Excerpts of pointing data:
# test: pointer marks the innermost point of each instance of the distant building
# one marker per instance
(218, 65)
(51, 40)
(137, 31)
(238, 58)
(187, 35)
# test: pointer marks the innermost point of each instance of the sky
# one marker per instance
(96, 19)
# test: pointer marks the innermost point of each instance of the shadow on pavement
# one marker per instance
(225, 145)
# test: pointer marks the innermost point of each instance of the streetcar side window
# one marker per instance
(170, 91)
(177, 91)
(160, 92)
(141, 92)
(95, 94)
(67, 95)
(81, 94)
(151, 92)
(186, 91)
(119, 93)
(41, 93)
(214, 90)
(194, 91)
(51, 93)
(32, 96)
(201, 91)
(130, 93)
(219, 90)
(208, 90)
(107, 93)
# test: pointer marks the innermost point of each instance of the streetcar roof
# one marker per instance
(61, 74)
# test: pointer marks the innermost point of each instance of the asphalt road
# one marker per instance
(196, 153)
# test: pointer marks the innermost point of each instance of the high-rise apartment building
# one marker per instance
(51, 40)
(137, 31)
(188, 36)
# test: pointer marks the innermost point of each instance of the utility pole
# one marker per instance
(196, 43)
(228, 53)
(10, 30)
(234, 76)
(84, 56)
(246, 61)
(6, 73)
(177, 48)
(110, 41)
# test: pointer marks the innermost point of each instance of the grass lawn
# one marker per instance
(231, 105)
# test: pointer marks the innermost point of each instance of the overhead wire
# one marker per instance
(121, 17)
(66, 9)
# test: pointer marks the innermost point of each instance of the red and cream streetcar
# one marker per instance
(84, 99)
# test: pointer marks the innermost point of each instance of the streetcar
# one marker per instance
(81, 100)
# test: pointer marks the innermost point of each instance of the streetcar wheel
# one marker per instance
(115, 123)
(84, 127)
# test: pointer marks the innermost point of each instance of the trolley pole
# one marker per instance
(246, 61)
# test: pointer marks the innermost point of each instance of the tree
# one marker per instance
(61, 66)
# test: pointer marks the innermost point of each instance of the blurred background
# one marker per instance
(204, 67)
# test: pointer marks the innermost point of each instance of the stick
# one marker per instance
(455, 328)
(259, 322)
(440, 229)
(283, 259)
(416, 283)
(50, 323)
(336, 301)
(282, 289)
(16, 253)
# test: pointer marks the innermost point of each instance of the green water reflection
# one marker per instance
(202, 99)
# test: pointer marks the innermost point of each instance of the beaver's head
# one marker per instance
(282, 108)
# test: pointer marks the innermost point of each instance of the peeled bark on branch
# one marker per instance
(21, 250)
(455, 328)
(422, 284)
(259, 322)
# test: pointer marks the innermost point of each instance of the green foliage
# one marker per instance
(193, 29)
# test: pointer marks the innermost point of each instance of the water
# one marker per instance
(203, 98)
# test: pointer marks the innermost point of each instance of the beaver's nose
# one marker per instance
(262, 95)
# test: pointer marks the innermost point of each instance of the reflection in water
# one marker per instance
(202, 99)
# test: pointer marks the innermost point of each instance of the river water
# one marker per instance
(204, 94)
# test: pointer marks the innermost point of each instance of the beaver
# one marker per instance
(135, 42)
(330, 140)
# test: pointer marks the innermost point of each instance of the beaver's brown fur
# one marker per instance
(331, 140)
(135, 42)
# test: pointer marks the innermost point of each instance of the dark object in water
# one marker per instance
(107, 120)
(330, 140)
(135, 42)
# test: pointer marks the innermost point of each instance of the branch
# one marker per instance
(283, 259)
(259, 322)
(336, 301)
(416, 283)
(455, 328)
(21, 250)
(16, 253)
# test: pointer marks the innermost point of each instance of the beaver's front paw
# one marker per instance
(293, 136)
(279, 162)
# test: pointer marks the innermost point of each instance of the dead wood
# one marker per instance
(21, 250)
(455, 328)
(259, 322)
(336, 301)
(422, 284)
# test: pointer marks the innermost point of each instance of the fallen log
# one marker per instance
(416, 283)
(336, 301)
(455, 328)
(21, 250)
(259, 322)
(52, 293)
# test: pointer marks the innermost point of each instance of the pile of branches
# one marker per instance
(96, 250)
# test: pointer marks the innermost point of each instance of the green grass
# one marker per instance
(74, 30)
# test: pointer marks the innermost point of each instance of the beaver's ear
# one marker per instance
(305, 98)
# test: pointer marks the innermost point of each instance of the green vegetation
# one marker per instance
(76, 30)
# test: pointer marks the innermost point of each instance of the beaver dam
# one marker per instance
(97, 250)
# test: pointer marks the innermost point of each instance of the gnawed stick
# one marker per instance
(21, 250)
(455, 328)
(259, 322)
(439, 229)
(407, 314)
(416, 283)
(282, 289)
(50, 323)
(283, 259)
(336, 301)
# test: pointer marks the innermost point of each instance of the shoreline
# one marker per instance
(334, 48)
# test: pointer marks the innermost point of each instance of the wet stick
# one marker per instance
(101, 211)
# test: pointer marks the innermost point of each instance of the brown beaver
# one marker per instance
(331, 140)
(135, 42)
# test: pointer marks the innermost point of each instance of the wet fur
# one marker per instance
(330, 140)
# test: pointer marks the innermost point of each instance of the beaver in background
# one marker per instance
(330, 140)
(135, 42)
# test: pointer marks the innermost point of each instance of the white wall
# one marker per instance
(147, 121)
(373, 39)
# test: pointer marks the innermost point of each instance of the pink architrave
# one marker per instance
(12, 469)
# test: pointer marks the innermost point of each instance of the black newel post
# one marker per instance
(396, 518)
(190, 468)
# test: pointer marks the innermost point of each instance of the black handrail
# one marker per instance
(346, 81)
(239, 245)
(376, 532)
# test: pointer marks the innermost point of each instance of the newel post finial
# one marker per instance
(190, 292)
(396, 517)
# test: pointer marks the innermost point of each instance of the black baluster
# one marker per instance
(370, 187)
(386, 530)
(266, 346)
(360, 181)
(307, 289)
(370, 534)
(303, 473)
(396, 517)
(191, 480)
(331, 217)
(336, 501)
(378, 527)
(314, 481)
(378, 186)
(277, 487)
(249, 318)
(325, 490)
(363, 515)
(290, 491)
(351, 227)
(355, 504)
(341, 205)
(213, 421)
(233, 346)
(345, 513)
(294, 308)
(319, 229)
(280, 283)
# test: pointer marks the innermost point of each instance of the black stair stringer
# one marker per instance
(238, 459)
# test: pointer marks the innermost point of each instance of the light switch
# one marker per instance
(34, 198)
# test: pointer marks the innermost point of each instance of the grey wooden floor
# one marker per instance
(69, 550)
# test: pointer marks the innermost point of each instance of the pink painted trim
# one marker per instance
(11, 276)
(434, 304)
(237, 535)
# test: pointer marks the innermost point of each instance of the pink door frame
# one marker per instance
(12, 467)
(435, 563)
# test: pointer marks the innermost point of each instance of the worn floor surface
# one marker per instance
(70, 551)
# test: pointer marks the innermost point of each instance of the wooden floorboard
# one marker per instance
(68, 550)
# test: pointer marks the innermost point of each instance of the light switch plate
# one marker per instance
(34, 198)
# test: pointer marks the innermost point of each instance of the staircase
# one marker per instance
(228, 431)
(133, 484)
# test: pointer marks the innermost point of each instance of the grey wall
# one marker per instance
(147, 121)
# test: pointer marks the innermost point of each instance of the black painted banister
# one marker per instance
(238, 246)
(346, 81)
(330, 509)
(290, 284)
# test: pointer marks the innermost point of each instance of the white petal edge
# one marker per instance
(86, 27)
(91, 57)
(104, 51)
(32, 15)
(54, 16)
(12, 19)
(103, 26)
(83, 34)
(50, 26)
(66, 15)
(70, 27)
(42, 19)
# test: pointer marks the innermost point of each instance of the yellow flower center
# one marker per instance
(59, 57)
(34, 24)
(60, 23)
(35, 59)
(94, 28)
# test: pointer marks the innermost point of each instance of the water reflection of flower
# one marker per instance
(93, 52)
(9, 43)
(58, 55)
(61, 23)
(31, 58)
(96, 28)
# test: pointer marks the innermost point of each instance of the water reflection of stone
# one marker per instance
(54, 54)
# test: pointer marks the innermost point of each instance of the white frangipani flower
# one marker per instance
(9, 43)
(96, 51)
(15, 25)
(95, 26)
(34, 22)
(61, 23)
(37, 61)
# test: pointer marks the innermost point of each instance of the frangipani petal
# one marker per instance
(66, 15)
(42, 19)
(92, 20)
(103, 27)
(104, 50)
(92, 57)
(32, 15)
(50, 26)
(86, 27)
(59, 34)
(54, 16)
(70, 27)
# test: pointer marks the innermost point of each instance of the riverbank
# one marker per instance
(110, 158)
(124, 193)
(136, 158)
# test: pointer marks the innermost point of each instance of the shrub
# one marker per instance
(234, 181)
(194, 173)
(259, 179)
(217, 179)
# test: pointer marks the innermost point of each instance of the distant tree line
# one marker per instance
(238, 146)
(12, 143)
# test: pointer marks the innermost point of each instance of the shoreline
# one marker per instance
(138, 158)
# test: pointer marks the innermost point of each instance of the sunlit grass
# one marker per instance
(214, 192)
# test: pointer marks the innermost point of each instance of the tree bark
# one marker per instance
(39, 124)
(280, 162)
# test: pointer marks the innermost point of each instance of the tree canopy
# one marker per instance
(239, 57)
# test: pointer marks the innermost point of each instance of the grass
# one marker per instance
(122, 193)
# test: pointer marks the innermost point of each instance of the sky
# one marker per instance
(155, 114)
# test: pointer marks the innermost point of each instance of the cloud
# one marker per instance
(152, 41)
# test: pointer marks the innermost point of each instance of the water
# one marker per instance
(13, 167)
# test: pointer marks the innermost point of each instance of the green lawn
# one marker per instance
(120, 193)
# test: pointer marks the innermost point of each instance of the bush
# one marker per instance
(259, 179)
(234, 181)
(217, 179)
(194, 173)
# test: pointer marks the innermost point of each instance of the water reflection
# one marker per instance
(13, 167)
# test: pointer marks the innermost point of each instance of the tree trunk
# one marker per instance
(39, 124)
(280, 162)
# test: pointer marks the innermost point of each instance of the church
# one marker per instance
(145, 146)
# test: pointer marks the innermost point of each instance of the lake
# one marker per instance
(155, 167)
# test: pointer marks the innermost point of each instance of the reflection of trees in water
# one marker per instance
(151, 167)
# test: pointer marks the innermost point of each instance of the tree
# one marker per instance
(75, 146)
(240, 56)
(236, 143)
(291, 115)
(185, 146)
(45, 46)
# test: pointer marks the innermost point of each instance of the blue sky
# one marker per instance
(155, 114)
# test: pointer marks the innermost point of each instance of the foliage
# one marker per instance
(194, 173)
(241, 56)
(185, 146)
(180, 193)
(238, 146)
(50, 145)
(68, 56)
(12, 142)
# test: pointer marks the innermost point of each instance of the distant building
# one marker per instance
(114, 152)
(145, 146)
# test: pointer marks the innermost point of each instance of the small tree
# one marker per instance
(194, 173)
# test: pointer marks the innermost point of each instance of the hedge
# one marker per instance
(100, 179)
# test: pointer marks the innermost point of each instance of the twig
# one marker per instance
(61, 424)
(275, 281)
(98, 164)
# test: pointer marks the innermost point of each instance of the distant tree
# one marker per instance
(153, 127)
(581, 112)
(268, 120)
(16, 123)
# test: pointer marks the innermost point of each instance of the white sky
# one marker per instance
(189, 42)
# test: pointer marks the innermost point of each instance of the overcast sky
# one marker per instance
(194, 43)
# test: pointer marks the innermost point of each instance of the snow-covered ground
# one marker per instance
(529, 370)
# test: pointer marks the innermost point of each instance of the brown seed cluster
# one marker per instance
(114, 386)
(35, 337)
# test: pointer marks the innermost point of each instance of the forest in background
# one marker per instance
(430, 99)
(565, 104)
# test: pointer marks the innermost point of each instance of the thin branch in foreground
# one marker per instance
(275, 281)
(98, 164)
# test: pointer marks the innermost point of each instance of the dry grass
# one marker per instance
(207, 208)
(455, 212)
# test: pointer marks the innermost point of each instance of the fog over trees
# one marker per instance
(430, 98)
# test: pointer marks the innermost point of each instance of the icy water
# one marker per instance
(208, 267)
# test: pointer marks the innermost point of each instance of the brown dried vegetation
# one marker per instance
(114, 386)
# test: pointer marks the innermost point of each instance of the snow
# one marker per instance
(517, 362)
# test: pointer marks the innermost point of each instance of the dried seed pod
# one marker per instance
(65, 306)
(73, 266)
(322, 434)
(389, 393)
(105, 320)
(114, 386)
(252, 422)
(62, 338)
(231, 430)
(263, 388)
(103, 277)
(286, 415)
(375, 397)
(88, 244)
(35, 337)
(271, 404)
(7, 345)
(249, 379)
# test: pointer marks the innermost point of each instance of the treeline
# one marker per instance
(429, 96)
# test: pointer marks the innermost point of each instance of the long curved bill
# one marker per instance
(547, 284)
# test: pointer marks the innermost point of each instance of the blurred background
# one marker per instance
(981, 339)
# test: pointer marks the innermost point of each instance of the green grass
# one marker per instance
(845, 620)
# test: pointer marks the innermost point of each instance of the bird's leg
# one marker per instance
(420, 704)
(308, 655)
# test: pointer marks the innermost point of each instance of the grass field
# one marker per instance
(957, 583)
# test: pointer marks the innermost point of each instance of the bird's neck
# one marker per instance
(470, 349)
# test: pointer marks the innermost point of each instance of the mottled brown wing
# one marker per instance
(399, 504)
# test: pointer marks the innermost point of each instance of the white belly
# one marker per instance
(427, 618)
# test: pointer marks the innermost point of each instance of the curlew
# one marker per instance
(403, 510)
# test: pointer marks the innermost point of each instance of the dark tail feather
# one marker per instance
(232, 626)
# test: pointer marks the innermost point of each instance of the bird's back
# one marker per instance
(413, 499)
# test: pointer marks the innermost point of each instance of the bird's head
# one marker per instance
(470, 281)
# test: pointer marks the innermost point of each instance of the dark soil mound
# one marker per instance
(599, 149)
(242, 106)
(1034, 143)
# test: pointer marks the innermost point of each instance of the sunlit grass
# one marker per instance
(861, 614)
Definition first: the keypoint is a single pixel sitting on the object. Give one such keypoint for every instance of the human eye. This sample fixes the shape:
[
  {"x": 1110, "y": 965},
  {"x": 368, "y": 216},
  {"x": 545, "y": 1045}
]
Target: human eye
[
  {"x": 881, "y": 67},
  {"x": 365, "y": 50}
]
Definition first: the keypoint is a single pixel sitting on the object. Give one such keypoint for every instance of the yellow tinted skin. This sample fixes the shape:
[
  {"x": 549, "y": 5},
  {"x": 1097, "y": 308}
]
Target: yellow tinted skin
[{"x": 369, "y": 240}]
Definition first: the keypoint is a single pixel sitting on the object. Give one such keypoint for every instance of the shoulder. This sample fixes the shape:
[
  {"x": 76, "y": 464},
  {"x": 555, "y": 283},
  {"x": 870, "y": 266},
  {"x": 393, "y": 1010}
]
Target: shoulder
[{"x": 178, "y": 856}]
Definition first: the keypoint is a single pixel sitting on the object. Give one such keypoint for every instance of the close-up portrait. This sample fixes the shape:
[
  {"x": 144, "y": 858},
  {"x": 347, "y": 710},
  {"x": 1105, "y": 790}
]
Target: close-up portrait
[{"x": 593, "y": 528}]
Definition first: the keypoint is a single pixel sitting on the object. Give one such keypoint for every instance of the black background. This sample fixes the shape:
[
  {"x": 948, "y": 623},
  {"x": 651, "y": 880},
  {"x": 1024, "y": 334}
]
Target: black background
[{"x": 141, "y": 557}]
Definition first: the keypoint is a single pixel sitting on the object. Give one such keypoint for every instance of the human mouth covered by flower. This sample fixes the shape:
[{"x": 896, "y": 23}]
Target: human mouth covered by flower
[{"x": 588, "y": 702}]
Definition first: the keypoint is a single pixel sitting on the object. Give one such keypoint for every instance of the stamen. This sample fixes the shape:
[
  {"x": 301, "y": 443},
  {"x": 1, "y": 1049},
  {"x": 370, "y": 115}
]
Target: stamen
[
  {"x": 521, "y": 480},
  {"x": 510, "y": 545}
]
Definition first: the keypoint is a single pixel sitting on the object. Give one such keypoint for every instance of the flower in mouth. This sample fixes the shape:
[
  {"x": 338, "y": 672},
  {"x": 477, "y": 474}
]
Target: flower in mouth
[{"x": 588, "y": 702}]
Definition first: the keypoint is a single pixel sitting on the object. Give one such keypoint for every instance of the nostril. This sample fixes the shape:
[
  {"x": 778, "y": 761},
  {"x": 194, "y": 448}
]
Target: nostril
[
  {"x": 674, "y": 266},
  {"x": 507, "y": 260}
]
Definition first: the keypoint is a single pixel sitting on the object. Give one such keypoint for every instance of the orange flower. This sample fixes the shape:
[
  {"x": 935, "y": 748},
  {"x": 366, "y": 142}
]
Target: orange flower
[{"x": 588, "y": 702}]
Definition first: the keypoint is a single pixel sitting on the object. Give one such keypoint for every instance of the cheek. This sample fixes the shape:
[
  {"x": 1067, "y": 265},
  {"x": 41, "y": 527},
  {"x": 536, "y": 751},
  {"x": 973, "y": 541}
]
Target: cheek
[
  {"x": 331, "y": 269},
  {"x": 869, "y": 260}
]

| Problem |
Set down nothing but the lines from the one with "of the stamen." through the end of the records, keeping each line exactly as written and including both ends.

| Answer to the exercise |
Definition first: the keypoint is a single pixel sitting on the object. Give one such keypoint for every instance of the stamen. This sample fixes the shape:
[
  {"x": 301, "y": 443},
  {"x": 1, "y": 1049},
  {"x": 370, "y": 115}
]
Target: stamen
[
  {"x": 521, "y": 480},
  {"x": 510, "y": 545}
]
Definition first: the keypoint is a single pixel sitting on the object. Give one such keypoint for every instance of the flower in mouth. This sample fixes the shape:
[
  {"x": 338, "y": 672},
  {"x": 477, "y": 474}
]
Target: flower in mouth
[{"x": 588, "y": 702}]
Definition first: the keypoint is a single pixel sitting on the object. Give one such keypoint for every instance of the nostril. This sample fixes the shape:
[
  {"x": 778, "y": 761},
  {"x": 194, "y": 448}
]
Target: nostril
[
  {"x": 674, "y": 266},
  {"x": 507, "y": 260}
]
Definition first: the keypoint is a single pixel sitting on the object. Give one such keypoint for every instance of the orange flower. This sample fixes the shape:
[
  {"x": 935, "y": 748},
  {"x": 366, "y": 142}
]
Target: orange flower
[{"x": 588, "y": 702}]
Definition first: the keypoint is a single pixel sitting on the object. Give one such keypoint for every instance of the cheek. This sample fixes the shape:
[
  {"x": 1067, "y": 265},
  {"x": 41, "y": 527},
  {"x": 536, "y": 751},
  {"x": 973, "y": 541}
]
Target: cheek
[
  {"x": 331, "y": 269},
  {"x": 869, "y": 260}
]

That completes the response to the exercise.